The coronavirus pandemic has made our folks familiar with a scientific term called ‘herd immunity.’ For months, scientists across the globe we’re citing herd immunity as an option to combat the rising COVID-19 infections. But do you even know what herd immunity is? In layman’s terms, herd immunity is an indirect immunity against an infectious disease after the major proportion of a population becomes immune to it either via vaccinations or infections. But, in a recent press conference on 30 July, the Health Ministry of India said that herd immunity is not a strategic option for India. Let’s find out why!
When asked about the potential of herd immunity in India, here’s what Rajesh Bhushan, an Officer on Special Duty from the Health Ministry of India had to say. “Herd immunity in a country of the size of India cannot be a strategic choice or an option. It can only be an outcome, and that too at a very high cost. Many people will have to get sick and hospitalized, overwhelming the health infrastructure and leading to more loss of life. Herd immunity can only be achieved through immunization in the future. This is why adopting COVID-19 appropriate behavior and following precautions is necessary.”
Talking about the topic of community transmission in the country, the Health Ministry said that 80% of the COVID-19 cases in the country are from only 50 districts out of 739. Me. Rajesh Bhushan said, “India has a cluster of cases and pockets of localized transmission. With a population of 138 crores, only 50 out of 740 districts contribute to 80% cases. In 80% of new cases, the source of infection and close contact can be traced within 72 hours. How’s that community transmission?”

• **PARTS OF THE EXERCISE**
1. According to the text on herd immunity in India, on what date did the Health Ministry hold the press conference it mentions?
2. Continue the text on herd immunity in India from its last sentence.
The next lines come from a different source than the text on herd immunity in India.

• **DATA**

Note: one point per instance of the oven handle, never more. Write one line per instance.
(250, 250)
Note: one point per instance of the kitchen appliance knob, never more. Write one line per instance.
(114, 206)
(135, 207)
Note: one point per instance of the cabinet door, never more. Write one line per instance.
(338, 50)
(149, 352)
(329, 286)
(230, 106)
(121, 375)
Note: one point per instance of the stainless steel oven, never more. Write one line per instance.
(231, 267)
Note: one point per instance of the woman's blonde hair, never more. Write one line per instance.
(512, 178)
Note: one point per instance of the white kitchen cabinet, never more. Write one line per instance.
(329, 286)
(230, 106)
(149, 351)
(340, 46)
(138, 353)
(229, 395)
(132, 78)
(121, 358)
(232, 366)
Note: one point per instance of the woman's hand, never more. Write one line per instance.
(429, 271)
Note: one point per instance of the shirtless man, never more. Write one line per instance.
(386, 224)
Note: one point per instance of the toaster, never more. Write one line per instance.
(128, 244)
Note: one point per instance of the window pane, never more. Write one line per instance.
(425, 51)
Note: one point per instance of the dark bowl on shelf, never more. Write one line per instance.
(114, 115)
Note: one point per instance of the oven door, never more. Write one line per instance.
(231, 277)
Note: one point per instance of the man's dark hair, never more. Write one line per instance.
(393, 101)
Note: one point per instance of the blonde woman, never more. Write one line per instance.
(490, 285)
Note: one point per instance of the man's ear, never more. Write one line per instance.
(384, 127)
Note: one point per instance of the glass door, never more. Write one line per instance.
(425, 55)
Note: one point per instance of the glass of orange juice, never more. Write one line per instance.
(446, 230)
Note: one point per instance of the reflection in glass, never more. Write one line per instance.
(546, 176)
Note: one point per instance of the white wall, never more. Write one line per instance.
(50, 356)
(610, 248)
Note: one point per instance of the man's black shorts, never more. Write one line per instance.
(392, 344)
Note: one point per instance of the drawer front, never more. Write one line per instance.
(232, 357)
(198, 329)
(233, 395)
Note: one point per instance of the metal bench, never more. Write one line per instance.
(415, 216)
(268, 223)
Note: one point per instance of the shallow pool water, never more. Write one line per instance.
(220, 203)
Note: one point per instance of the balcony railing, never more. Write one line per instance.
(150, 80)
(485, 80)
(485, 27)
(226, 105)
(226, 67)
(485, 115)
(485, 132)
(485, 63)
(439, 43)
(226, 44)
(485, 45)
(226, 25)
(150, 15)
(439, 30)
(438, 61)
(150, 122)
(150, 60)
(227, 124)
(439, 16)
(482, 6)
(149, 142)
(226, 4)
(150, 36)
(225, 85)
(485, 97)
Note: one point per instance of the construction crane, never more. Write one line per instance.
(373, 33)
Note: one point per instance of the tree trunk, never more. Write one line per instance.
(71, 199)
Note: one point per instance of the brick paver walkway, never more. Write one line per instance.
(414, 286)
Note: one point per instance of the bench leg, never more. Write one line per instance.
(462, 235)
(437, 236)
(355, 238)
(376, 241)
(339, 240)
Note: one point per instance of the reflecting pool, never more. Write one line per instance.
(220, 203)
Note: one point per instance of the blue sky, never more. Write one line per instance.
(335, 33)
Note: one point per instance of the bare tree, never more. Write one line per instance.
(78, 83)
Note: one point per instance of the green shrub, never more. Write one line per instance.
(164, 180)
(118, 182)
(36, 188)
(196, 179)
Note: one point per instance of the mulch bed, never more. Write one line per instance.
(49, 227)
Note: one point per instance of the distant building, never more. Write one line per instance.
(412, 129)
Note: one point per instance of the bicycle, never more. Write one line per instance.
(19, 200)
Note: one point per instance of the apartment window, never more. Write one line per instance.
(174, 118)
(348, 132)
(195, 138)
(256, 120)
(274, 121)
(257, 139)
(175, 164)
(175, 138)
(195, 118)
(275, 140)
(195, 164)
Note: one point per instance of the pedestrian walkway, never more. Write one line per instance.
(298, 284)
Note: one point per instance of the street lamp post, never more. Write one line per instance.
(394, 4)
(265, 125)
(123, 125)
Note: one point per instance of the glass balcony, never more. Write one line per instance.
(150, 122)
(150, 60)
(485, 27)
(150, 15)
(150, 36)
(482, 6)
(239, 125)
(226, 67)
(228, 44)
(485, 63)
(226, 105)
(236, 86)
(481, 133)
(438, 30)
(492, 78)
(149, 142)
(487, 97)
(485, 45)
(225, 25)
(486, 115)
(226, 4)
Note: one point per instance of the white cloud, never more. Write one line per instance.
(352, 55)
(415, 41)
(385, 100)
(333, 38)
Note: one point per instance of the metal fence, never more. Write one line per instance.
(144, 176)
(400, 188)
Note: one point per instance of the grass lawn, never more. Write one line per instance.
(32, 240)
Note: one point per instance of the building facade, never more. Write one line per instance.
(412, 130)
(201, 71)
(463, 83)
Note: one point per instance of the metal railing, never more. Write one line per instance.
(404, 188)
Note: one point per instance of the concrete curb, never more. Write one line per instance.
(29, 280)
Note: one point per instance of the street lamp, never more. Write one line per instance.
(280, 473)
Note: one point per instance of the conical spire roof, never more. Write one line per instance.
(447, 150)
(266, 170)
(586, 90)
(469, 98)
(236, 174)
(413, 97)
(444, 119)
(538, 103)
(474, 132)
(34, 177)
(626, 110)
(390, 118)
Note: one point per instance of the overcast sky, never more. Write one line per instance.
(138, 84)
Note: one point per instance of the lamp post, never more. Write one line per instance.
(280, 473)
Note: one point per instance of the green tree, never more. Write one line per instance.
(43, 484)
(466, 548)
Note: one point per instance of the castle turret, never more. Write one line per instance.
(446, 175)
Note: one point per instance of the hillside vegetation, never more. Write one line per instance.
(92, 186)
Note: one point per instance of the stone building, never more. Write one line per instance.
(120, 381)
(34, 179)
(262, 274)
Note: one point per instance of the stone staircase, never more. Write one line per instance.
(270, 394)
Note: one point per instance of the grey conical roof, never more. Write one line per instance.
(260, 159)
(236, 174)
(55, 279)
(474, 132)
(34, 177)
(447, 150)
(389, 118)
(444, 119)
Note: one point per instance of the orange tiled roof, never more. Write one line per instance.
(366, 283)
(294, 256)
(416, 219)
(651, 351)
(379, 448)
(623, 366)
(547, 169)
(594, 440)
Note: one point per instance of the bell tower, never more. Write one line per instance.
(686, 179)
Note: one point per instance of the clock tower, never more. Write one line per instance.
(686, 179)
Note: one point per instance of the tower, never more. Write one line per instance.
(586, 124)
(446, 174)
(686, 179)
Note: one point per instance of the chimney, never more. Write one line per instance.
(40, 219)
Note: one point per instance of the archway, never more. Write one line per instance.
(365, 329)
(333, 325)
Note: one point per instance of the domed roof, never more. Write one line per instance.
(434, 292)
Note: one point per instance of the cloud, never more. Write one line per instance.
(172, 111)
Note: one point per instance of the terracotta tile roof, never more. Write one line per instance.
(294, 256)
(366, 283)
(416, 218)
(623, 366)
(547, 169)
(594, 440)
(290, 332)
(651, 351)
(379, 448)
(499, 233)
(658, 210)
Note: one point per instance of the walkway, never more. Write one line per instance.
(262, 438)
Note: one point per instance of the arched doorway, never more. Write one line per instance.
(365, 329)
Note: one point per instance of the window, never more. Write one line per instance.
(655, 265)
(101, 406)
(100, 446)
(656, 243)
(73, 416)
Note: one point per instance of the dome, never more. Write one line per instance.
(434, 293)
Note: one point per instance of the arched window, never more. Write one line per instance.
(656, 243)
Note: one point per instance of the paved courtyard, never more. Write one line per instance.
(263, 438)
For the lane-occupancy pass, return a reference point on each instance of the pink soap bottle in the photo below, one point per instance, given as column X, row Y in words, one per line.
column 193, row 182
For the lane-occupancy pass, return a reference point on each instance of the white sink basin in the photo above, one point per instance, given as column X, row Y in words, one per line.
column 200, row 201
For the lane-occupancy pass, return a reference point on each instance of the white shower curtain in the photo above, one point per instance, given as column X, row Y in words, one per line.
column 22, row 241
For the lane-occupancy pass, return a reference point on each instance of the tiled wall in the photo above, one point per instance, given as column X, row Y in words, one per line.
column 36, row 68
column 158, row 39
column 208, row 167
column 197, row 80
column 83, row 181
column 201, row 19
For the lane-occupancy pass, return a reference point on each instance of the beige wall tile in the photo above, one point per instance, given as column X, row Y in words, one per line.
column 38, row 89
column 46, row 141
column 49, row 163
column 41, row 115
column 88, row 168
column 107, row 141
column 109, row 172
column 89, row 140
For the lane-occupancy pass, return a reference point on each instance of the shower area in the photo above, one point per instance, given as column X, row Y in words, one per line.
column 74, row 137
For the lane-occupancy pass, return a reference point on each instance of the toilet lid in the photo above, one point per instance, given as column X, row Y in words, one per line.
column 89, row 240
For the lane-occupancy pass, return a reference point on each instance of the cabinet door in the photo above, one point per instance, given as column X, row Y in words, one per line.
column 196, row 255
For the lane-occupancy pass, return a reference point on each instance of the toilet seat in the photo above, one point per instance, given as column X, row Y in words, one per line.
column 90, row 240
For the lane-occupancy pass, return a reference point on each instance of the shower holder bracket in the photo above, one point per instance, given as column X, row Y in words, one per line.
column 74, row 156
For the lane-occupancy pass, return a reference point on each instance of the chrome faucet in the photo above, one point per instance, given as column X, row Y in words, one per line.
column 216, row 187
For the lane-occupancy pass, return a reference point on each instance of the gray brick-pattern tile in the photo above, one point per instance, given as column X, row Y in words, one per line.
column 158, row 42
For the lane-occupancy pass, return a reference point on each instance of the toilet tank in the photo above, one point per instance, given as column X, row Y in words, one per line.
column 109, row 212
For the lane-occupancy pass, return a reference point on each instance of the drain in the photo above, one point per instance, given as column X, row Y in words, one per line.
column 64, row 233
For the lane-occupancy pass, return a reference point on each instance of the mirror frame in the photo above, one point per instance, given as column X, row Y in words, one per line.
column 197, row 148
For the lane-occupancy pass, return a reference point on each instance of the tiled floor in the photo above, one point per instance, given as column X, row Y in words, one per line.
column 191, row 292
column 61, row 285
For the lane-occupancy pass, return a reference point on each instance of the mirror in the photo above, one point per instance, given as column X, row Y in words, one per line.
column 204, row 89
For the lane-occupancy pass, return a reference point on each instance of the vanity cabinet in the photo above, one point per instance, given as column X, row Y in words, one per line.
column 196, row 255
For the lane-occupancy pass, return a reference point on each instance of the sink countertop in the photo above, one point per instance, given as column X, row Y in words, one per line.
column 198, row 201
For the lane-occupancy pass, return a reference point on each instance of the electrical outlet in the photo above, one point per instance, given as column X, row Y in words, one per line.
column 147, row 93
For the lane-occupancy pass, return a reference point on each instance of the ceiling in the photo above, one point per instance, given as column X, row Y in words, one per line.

• **TASK RESULTS**
1. 30 July.

2.
Me. Bhushan also lauded and thanked all the frontline healthcare workers for maintaining their sangfroid and helping people recover. Currently, India’s recovery rate is 1.9 times the number of active cases in the country. As more people recover from COVID-19, the recovery rate will rise further. Moreover, India has a mere fatality rate of 2.21% which is the lowest in the world.
Also, as the number of coronavirus cases has surged, the government has ramped up the testing too. As of now, the gold standard for diagnosing COVID-19 is RT-PCR (Real-Time Polymerase Chain Reaction). This diagnostic tool can detect even small quantities of nuclear material of a pathogen. ICMR has made it mandatory for each negative rapid antigen test to be checked again using the RT-PCR diagnostic tool. This eliminates the risk of false COVID-19 negative reports. As per the Health Ministry, India is conducting nearly 324 tests per 10 lakhs population every day.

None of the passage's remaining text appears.